— start of Provided material —

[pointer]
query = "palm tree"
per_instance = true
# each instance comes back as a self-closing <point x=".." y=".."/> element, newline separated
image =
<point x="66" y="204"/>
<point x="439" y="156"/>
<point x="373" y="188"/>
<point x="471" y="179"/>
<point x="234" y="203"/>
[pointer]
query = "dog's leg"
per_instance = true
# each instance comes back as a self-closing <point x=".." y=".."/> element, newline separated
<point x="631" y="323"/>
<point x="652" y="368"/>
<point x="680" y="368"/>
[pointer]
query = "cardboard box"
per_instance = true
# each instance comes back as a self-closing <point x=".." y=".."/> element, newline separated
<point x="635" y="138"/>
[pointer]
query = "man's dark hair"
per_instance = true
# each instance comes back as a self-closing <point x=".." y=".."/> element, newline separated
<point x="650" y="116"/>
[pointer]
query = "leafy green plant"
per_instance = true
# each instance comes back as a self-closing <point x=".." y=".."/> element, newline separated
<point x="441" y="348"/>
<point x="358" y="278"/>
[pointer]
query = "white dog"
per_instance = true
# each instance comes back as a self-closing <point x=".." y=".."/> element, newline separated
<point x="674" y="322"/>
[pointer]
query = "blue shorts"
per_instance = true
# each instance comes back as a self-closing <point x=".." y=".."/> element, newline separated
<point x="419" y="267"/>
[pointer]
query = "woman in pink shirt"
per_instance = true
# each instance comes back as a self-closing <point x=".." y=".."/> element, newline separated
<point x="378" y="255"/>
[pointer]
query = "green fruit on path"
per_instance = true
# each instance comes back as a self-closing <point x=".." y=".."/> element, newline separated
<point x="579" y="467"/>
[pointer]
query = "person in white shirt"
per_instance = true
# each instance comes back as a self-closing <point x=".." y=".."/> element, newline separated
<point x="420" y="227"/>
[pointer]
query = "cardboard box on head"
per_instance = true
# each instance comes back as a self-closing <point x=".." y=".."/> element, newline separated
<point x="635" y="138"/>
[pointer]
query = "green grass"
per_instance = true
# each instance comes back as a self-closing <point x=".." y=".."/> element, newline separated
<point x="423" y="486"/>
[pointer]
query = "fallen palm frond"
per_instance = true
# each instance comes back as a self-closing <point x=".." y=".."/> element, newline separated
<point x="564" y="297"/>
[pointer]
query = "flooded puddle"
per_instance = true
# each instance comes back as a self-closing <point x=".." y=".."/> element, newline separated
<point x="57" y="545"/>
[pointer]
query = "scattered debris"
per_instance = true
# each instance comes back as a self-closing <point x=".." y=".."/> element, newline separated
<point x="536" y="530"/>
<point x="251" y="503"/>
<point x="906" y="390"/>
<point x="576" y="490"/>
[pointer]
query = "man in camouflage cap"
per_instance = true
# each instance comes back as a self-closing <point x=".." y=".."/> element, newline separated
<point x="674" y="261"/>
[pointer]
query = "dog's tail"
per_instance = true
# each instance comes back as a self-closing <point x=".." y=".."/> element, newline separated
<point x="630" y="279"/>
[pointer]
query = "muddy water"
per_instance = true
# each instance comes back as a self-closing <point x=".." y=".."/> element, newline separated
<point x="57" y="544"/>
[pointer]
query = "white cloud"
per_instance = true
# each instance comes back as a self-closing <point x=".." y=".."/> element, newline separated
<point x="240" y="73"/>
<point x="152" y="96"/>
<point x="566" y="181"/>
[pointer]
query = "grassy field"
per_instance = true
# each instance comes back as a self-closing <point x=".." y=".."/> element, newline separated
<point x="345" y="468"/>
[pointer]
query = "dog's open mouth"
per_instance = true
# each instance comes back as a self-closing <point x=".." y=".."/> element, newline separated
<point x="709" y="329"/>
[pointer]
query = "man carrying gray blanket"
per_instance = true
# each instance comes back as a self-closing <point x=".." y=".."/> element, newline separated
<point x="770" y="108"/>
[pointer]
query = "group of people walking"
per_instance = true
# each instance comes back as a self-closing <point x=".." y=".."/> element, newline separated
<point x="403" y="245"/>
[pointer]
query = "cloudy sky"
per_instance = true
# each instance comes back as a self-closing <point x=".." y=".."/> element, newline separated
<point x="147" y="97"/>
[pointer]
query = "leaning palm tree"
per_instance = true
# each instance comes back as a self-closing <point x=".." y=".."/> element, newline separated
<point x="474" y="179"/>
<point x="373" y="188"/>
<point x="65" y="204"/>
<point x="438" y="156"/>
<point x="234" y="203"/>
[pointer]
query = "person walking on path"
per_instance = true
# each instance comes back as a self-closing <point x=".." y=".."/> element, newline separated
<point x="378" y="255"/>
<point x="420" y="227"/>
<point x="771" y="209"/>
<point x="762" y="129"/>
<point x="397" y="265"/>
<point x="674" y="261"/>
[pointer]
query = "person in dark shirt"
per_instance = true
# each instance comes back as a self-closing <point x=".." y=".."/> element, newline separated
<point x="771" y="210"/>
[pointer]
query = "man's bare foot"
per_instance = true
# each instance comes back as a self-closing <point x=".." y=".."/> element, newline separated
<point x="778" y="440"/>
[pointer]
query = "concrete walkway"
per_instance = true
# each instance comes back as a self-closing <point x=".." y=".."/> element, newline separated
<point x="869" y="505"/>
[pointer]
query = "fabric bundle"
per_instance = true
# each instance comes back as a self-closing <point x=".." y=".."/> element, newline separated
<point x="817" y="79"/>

— end of Provided material —

=== Requirement ===
Retype all the material above precisely, with no line left out.

=== Response for this exercise ===
[pointer]
query = "palm tree"
per_instance = true
# each instance comes back as a self-closing <point x=".." y=".."/> element, newline separated
image =
<point x="66" y="204"/>
<point x="439" y="156"/>
<point x="373" y="188"/>
<point x="471" y="179"/>
<point x="234" y="203"/>
[pointer]
query = "dog's leg"
per_instance = true
# each instance comes back as a self-closing <point x=".." y=".."/> element, newline separated
<point x="631" y="323"/>
<point x="652" y="368"/>
<point x="680" y="368"/>
[pointer]
query = "cardboard box"
per_instance = true
# each instance comes back as a self-closing <point x=".." y=".."/> element, newline separated
<point x="635" y="138"/>
[pointer]
query = "man's dark hair"
per_instance = true
# each instance comes back as a self-closing <point x=".." y=".."/> element, newline separated
<point x="650" y="116"/>
[pointer]
query = "leafy green plant"
per_instance = true
# each instance comes back as a self-closing <point x=".." y=".."/> element, newline separated
<point x="441" y="348"/>
<point x="358" y="278"/>
[pointer]
query = "white dog"
per_instance = true
# each instance comes back as a self-closing <point x=".." y=".."/> element, newline separated
<point x="674" y="322"/>
[pointer]
query = "blue shorts"
per_instance = true
# each instance comes back as a self-closing <point x=".." y=".."/> element, newline separated
<point x="419" y="267"/>
[pointer]
query = "woman in pink shirt"
per_instance = true
# each instance comes back as a self-closing <point x=".." y=".."/> element, newline separated
<point x="378" y="255"/>
[pointer]
query = "green fruit on path"
per_instance = true
# each instance comes back as a self-closing <point x=".." y=".."/> element, newline separated
<point x="579" y="467"/>
[pointer]
query = "person in white shirt"
per_instance = true
# each instance comes back as a self-closing <point x=".." y=".."/> element, newline separated
<point x="420" y="227"/>
[pointer]
query = "cardboard box on head"
per_instance = true
# each instance comes back as a self-closing <point x=".." y=".."/> element, newline separated
<point x="635" y="138"/>
[pointer]
query = "green grass"
per_instance = true
# each instance comes back as a self-closing <point x=".." y=".."/> element, newline separated
<point x="423" y="486"/>
[pointer]
query = "fallen palm frond"
per_instance = true
# each instance comes back as a self-closing <point x=".." y=".."/> element, newline separated
<point x="564" y="297"/>
[pointer]
query = "flooded puddle"
per_instance = true
# each instance comes back as a self-closing <point x=".." y=".."/> element, newline separated
<point x="57" y="545"/>
[pointer]
query = "scattered debris"
per_instance = true
# each instance comes back as a self-closing <point x=".." y=".."/> element, newline separated
<point x="536" y="530"/>
<point x="251" y="503"/>
<point x="906" y="390"/>
<point x="576" y="490"/>
[pointer]
query = "man in camouflage cap"
per_instance = true
# each instance comes back as a self-closing <point x=".." y=".."/> element, newline separated
<point x="674" y="261"/>
[pointer]
query = "dog's tail"
per_instance = true
# each instance comes back as a self-closing <point x=".." y=".."/> element, newline separated
<point x="630" y="279"/>
[pointer]
query = "muddy water"
per_instance = true
# each instance comes back as a self-closing <point x=".." y=".."/> element, newline separated
<point x="57" y="544"/>
[pointer]
query = "white cloud"
per_instance = true
# each instance comes back as a self-closing <point x=".." y=".."/> element, newline separated
<point x="240" y="73"/>
<point x="152" y="96"/>
<point x="566" y="181"/>
[pointer]
query = "grassy field"
per_instance = true
# each instance comes back as a self-closing <point x=".." y=".."/> element, newline separated
<point x="345" y="468"/>
[pointer]
query = "dog's open mouth"
per_instance = true
# each instance comes back as a self-closing <point x=".." y=".."/> element, newline separated
<point x="709" y="329"/>
[pointer]
query = "man carrying gray blanket"
per_instance = true
# each instance comes back as a self-closing <point x=".." y=".."/> element, newline separated
<point x="770" y="108"/>
[pointer]
query = "group of people walking"
per_instance = true
# each instance comes back as a self-closing <point x=".." y=".."/> element, newline separated
<point x="403" y="245"/>
[pointer]
query = "cloudy sky"
per_instance = true
# each instance comes back as a self-closing <point x=".." y=".."/> element, newline separated
<point x="147" y="97"/>
[pointer]
query = "leaning palm tree"
per_instance = true
# each instance comes back as a self-closing <point x=".." y=".."/> element, newline separated
<point x="474" y="179"/>
<point x="373" y="188"/>
<point x="65" y="204"/>
<point x="438" y="156"/>
<point x="234" y="203"/>
[pointer]
query = "person walking on path"
per_instance = true
# each instance comes back as a self-closing <point x=".." y=".."/> element, newline separated
<point x="378" y="255"/>
<point x="420" y="227"/>
<point x="771" y="209"/>
<point x="762" y="129"/>
<point x="397" y="265"/>
<point x="674" y="261"/>
[pointer]
query = "person in dark shirt"
per_instance = true
# each instance comes back as a self-closing <point x=".." y=".."/> element, newline separated
<point x="771" y="210"/>
[pointer]
query = "man's bare foot"
per_instance = true
# each instance comes back as a self-closing <point x=".." y=".."/> element, newline separated
<point x="778" y="440"/>
[pointer]
query = "concrete walkway"
per_instance = true
# each instance comes back as a self-closing <point x=".." y=".."/> element, newline separated
<point x="869" y="505"/>
[pointer]
query = "fabric bundle"
per_instance = true
# each instance comes back as a self-closing <point x=".." y=".."/> element, newline separated
<point x="817" y="79"/>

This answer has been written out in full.